Point localization data
^^^^

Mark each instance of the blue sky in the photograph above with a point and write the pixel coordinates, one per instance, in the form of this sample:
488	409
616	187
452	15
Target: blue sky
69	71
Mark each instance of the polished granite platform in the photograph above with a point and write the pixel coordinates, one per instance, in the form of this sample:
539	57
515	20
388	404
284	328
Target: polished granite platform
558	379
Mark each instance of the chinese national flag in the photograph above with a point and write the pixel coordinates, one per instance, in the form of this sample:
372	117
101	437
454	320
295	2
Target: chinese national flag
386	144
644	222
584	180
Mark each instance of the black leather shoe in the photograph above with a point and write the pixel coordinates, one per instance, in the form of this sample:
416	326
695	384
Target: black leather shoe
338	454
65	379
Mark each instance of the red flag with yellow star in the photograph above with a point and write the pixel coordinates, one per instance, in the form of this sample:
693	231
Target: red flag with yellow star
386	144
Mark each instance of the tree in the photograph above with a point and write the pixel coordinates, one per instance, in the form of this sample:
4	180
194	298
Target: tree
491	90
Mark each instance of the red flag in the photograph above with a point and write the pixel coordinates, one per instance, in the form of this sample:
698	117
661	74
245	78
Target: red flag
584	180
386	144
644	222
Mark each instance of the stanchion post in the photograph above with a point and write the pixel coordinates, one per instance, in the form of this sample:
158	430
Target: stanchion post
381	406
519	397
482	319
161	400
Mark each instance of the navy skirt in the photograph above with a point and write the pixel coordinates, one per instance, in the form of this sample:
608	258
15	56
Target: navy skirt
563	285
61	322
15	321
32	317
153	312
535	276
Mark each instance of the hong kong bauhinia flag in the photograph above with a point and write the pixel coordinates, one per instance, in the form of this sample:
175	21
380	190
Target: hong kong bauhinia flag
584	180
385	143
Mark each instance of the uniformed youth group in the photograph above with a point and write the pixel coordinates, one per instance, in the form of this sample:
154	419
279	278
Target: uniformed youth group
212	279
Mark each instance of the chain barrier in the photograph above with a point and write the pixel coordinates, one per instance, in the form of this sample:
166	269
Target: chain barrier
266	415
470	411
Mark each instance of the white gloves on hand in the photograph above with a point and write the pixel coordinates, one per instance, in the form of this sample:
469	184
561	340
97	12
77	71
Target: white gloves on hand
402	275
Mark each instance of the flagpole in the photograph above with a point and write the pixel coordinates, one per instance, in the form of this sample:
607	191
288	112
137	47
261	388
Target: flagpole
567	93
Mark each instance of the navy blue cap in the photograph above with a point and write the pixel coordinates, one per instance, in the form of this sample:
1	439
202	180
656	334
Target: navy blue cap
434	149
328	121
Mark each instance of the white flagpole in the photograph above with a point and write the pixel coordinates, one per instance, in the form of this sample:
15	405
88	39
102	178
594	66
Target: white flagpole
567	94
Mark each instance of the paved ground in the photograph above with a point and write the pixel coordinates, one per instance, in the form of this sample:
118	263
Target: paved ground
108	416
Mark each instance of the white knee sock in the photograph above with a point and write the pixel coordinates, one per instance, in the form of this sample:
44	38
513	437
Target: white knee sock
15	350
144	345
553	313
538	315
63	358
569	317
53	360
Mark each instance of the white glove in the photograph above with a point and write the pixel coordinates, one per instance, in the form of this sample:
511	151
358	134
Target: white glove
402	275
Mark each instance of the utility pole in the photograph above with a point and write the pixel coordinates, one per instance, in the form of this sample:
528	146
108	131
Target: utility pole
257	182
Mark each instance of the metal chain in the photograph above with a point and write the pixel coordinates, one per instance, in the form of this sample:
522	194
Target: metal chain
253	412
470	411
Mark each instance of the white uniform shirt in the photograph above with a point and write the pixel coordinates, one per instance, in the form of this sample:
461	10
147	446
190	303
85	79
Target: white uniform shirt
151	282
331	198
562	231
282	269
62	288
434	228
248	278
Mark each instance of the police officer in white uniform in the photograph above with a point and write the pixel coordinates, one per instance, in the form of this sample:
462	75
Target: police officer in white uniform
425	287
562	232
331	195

^^^^

Try it - Please output each entry above exactly, leaving nothing out.

Answer box -
Mark each instance of the blue sky in the photograph above with a point and write the pixel coordinates, one per instance, in the form of this sample:
488	409
616	187
452	15
Target: blue sky
69	71
Mark each instance of the polished granite platform in the photograph above with a point and write the pixel coordinates, one per instance, in the form of this sample:
539	57
515	20
388	404
284	328
Target: polished granite platform
558	379
Mark each instance of the chinese national flag in the photograph above with a point and write the pixel coordinates, one per instance, in the form of this sample:
372	117
101	437
454	320
295	2
Target: chinese national flag
386	144
644	222
584	180
Mark each instance of the black leather shoe in the photograph above with a point and write the pixel coordinates, one per instance, in the form of this sample:
416	326
695	384
Target: black leather shoe
338	454
65	379
Mark each instance of the red flag with yellow star in the photograph above with a point and write the pixel coordinates, one per instance, in the form of this sample:
693	231
Target: red flag with yellow star
386	144
Mark each instance of the tree in the photograph above with a point and write the pixel coordinates, one per instance, in the form of this sample:
4	180
194	298
Target: tree
491	90
Mark each instance of the red flag in the photograph above with a point and write the pixel coordinates, one per instance, in the form of this sample:
698	117
661	74
245	78
Target: red flag
584	180
386	144
644	222
Mark each instance of the stanchion post in the photograph above with a point and write the pixel coordinates, one per instance, in the form of this sample:
158	430
Target: stanchion post
381	406
519	397
482	319
161	400
Mark each instance of the navy skirt in the photograph above with a point and write the pixel coordinates, one per instance, in the form of this sample:
608	258
15	56
Target: navy skirt
563	285
61	322
15	321
32	317
153	312
535	276
Mark each instance of the hong kong bauhinia flag in the photograph above with a point and write the pixel coordinates, one per instance, in the form of this sample:
175	21
380	190
Target: hong kong bauhinia flag
584	180
385	143
Mark each instance of the uniformed youth group in the photograph above with a point and write the pixel coordinates, one per instance, in the form of this sample:
154	419
279	278
Target: uniformed youth group
212	279
Mark each instance of the chain barrier in the photograph above with a point and write the pixel coordinates, one per instance, in the form of this sample:
166	269
Target: chain barrier
266	415
470	411
Mark each instance of the white gloves on hand in the photograph above with a point and write the pixel coordinates, one per instance, in the form of this sample:
469	184
561	340
97	12
77	71
Target: white gloves on hand
402	275
Mark each instance of the flagpole in the photograph above with a point and write the pixel coordinates, one per instance, in the form of this sample:
607	191
288	112
137	47
261	388
Target: flagpole
567	93
Mark each instance of the navy blue cap in the photograph above with a point and write the pixel coordinates, one per instance, in the form of this sample:
1	439
202	180
656	334
Target: navy blue cap
434	149
328	121
Mark each instance of the white flagpole in the photograph above with a point and write the pixel coordinates, one per instance, in the form of this sample:
15	405
88	39
102	178
594	66
Target: white flagpole
567	94
Mark each instance of the paved ground in the photograph above with a point and write the pixel coordinates, one per instance, in the form of this sample:
118	263
Target: paved ground
108	416
Mark each instance of the white knee sock in the photograph above with a point and write the pixel coordinates, one per instance, in the form of this sample:
44	38
513	437
Target: white knee sock
15	350
144	345
553	313
538	315
63	358
569	317
53	360
Mark each instance of the white glove in the photograph above with a point and write the pixel coordinates, one per instance, in the form of this sample:
511	151
358	134
Target: white glove
402	275
Mark each instance of the utility pole in the photograph above with a point and write the pixel coordinates, one per instance, in the form of this sample:
528	146
108	131
Target: utility pole
257	182
Mark each instance of the metal chain in the photograph above with a point and write the pixel coordinates, one per instance, in the form of this sample:
522	194
Target: metal chain
253	412
470	411
Mark each instance of the white uniform shirt in the photograph above with a point and write the pixel coordinates, one per instance, in the form of this sample:
461	10
147	446
190	303
85	79
Target: white uniform shirt
151	282
331	198
562	231
282	269
62	288
434	228
248	278
Mark each instance of the police officer in white uniform in the photograph above with a point and write the pixel coordinates, one per instance, in the form of this sample:
462	75
Target: police officer in white uniform
425	287
562	232
331	195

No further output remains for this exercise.